Um dem mittelalterlichen Weg zur Insel zu folgen, kann man mit einer kleinen Fähre von Allensbach direkt nach Mittelzell übersetzen, während es sich über den Damm, der in den 1830er-Jahren aufgeschüttet wurde, bequem im Auto oder Bus bis zu den Kirchen fahren lässt. Mittelzell ist das Zentrum der Insel, hier steht die ehemalige Klosterkirche, Maria und Markus geweiht und meist Münster genannt. Die Gründung durch den später heiliggesprochenen Wandermönch Pirmin im Jahr 724 ist nicht durch zeitgenössische Quellen abgesichert, sondern erstmals hundert Jahre später in Walahfrid Strabos Chronik genannt. Aber die frühesten Klosterbauten, die man beim Münster ergraben konnte, waren aus Holz und ließen sich dendrochronologisch datieren: Sie bestätigen ungefähr das seit Walahfrid immer wieder überlieferte Gründungsjahr.

▸ Bereitgestellte Zeilen:
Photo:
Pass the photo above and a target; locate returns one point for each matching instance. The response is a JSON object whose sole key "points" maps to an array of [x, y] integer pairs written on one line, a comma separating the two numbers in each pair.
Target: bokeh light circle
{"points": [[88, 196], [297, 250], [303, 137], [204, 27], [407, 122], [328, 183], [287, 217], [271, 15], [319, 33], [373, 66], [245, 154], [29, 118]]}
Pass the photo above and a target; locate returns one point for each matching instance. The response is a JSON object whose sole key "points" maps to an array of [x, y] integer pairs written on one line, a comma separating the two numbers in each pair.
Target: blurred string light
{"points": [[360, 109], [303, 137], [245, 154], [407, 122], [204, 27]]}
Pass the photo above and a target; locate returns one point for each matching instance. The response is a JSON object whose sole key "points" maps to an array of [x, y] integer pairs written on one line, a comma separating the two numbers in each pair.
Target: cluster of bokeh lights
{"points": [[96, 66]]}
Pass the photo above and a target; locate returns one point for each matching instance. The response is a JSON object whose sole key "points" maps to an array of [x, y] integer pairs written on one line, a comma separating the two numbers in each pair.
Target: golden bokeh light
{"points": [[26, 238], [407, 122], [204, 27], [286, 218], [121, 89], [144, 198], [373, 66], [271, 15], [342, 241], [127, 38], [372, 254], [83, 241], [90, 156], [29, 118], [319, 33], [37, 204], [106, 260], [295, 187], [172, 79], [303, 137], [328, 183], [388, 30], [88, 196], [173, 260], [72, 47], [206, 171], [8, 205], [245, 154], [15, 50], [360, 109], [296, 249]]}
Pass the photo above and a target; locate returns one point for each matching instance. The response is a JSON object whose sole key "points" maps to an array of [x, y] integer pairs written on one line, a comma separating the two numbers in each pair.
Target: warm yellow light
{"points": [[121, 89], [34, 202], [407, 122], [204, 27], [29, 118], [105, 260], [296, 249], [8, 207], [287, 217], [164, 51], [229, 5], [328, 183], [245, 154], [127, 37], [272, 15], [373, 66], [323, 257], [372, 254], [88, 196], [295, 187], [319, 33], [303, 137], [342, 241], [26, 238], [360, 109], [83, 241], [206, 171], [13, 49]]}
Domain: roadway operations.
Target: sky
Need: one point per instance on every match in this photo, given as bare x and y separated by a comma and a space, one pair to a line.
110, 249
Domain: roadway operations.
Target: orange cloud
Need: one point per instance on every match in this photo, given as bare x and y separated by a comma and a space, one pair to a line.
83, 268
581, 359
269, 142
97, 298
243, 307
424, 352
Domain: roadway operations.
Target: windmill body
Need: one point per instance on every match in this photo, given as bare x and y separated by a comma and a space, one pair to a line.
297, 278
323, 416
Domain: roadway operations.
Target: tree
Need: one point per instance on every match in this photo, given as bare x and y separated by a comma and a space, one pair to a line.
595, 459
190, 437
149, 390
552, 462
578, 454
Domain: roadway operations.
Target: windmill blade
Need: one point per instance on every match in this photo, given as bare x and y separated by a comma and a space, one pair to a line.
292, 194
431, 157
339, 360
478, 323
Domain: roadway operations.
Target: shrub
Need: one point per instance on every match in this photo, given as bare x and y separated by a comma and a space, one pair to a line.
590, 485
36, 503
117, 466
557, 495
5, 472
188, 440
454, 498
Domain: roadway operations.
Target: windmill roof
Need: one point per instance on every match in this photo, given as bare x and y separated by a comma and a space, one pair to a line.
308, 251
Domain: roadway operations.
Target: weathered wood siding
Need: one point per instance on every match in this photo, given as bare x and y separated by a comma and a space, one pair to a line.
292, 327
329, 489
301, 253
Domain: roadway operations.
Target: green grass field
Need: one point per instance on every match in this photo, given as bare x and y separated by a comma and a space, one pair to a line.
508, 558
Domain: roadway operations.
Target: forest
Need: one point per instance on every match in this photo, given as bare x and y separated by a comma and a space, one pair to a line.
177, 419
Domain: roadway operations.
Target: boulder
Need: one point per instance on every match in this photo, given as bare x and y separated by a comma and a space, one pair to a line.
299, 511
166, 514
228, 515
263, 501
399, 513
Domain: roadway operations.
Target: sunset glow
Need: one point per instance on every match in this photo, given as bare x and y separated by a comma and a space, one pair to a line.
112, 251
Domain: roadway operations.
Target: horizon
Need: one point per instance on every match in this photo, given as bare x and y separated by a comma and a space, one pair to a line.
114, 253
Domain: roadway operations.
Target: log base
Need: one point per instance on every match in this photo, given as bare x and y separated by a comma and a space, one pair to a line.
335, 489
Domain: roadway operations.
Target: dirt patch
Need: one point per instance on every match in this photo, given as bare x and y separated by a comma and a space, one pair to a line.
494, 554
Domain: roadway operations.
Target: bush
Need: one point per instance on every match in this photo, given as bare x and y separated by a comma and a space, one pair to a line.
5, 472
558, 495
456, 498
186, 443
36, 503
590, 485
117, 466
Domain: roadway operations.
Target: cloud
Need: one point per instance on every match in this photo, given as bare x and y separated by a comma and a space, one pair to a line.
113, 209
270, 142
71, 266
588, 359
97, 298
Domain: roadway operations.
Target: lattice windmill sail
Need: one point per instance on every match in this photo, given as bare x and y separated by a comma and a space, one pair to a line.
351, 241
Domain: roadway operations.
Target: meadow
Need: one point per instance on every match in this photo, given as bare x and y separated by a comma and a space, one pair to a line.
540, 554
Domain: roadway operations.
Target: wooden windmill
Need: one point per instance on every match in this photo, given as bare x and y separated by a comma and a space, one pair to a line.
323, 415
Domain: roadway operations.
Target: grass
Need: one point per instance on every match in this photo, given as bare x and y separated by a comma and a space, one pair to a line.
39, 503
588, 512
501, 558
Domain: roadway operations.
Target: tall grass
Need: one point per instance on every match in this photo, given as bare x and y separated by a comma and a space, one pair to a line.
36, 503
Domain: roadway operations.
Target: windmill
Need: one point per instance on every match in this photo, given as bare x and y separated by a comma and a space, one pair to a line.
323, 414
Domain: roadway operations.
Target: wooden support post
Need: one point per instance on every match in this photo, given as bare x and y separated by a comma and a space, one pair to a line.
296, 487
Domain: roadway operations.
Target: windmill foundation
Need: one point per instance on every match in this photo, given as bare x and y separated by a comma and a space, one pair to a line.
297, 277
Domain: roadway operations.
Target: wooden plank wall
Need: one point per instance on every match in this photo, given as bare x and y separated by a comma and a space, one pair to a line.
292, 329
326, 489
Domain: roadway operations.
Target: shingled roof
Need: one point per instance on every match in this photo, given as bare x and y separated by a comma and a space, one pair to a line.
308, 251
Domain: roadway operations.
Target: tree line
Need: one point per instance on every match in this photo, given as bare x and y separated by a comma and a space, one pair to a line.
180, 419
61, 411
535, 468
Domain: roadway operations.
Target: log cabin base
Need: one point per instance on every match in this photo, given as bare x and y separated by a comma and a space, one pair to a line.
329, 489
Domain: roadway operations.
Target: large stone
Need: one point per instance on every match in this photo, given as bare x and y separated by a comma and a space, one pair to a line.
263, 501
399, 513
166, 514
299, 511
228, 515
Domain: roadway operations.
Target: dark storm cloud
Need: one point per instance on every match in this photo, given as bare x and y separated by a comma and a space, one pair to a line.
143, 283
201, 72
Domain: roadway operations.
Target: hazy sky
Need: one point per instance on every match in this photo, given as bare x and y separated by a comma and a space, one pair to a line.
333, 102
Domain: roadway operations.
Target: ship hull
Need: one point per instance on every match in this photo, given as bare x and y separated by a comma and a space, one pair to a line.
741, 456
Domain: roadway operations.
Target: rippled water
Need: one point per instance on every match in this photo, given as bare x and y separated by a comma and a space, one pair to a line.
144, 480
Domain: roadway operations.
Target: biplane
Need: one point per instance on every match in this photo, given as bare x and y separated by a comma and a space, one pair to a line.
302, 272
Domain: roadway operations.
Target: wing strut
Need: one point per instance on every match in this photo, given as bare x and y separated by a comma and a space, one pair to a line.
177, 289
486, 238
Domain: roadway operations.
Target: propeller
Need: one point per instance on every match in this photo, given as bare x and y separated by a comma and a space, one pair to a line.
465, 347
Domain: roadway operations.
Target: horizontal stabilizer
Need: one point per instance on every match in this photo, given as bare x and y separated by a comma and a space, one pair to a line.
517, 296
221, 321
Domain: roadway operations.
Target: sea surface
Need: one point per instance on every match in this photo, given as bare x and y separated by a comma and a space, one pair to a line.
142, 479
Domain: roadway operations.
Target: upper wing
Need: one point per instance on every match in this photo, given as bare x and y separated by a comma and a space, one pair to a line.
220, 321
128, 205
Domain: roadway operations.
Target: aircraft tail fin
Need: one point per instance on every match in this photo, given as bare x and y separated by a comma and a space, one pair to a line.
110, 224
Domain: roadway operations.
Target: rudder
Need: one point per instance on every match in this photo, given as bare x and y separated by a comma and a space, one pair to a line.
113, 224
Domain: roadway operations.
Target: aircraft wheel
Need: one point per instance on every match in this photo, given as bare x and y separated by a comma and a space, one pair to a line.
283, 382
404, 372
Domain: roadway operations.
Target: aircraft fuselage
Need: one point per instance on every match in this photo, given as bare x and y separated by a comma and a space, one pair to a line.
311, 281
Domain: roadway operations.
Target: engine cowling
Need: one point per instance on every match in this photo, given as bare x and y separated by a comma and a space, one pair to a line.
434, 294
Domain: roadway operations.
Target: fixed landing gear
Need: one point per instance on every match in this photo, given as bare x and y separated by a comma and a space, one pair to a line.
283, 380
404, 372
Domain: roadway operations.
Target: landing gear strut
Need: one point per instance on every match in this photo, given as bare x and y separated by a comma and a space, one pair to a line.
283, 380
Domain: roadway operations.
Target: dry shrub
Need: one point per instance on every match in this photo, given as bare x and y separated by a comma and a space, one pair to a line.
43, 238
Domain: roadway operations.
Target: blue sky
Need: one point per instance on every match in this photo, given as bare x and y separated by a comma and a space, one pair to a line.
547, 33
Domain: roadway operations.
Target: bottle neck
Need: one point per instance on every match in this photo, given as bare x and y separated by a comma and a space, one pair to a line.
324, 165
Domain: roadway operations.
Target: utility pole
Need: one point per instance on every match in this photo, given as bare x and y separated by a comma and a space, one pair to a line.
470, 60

▸ Aufgabe: Nehmen Sie den Text über die Klostergründung in Mittelzell nach seinem letzten Satz wieder auf und schreiben Sie ihn weiter. Die Zeilen werden hier nicht gebraucht.

▸ Lösung:
Das Kloster begann nach seiner Entstehung bald zu florieren und erfreute sich guter Beziehungen zu Karl dem Großen, der es zur Reichsabtei erhob. Abt Waldo war ein Vertrauter des Kaisers, unter seiner Leitung stieg die Reichenau nach 800 zu einem wichtigen Kultur- und Geisteszentrum im karolingischen Imperium auf. Mittlerweile lebten rund 100 Mönche hier, und besonders das Skriptorium gedieh, wo zahlreiche Bücher für die Bibliothek oder externe Auftraggeber abgeschrieben wurden. Die Schriftkultur und das geistige Niveau wird in der Ausstellung sehr anschaulich, bis hin zu einem Schulheft, das ein irischer Mönch bei seinem Studium im Kloster führte. Die Schau zelebriert nicht nur die Bilderhandschriften der Reichenau, sondern bringt auch die Texte nahe. So lässt sich verfolgen, wie in den Manuskripten der Frühzeit noch die irische und schottische Schrift dominierte, die Missionsmönche von den Britischen Inseln verbreitet hatten, bevor sich immer mehr die karolingische Minuskel durchsetzte.
Man kann die Mönche nur bewundern, wie sie ihr Leben lang, Buchstaben für Buchstaben und mit kalligrafischer Klarheit, die heiligen Bücher, aber auch gelehrte antike Schriften kopierten, damit diese in Europa zirkulieren konnten. Auch die Ordensregel des heiligen Benedikt, die Karl der Große und vor allem sein Nachfolger Ludwig der Fromme allen Klöstern des Reichs verordneten, hätte sich ohne diesen Buchtransfer nicht durchsetzen können. Die Stiftsbibliothek in St. Gallen – Nachbarkloster am Bodensee, mal Freund, mal Rivale der Reichenau – hat viele Handschriftenschätze ausgeliehen, darunter die älteste vollständig erhaltene Benediktsregel, auch sie ein Meisterwerk der Schriftkunst. Nur der St. Galler Klosterplan konnte nicht im Original anreisen; er ist eines der wenigen Exponate in Kopie.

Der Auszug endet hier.